Only the lines from the line holding "of the window" to the last line should be output, each exactly as given.

────────────────────

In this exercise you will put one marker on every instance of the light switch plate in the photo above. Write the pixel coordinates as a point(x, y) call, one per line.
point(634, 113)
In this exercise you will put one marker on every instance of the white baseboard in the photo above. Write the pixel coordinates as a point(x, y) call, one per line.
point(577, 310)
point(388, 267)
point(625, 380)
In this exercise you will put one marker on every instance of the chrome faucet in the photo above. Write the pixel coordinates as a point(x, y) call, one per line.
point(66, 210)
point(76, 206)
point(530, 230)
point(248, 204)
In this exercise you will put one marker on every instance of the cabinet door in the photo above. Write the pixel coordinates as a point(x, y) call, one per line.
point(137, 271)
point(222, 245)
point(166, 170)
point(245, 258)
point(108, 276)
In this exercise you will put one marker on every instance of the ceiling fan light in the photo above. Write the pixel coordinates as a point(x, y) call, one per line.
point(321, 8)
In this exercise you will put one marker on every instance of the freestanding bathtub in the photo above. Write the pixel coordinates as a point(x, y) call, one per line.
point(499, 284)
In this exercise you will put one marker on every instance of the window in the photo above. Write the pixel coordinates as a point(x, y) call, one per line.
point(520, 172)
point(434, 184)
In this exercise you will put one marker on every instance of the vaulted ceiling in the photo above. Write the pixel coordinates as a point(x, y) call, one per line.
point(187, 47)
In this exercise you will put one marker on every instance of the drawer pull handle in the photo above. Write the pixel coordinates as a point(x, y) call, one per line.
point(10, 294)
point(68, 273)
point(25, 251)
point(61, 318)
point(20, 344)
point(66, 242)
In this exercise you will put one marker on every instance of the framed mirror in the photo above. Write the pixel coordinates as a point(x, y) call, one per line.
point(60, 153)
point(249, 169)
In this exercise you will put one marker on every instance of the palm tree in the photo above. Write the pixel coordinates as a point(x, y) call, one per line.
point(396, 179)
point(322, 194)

────────────────────

▸ Response for this exercise:
In this exercise you will put one marker on every instance of the window in the photo above. Write the pixel coordinates as a point(x, y) call, one per line.
point(520, 172)
point(434, 184)
In this exercise you will put one marker on every instance of the vaulted ceiling in the photo above. Write the pixel coordinates as a point(x, y) call, one per line.
point(187, 47)
In this exercise you will put one marker on every instance of the drawer pull handle in the photo above. Write the pixel coordinates as a point(x, y) call, one per line.
point(10, 294)
point(68, 273)
point(25, 251)
point(61, 318)
point(20, 344)
point(66, 242)
In this exercise you will put one marker on every instance of the framed mirror in the photo above. Write the pixel coordinates as a point(x, y) call, one per line.
point(60, 153)
point(249, 169)
In this exercise you will put one marker on every instance of the palm tree in the photo above. Write the pixel coordinates as a point(x, y) call, one per line.
point(396, 179)
point(322, 194)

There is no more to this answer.